*** GIVEN DATA ***

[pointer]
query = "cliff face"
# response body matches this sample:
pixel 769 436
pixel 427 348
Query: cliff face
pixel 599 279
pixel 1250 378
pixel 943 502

*** End of GIVEN DATA ***

EXERCISE GOAL: Would you restate the material above word for word?

ANSWER SECTION:
[pointer]
query = "cliff face"
# response body matches this sample:
pixel 769 436
pixel 427 348
Query: cliff face
pixel 599 279
pixel 1250 378
pixel 943 502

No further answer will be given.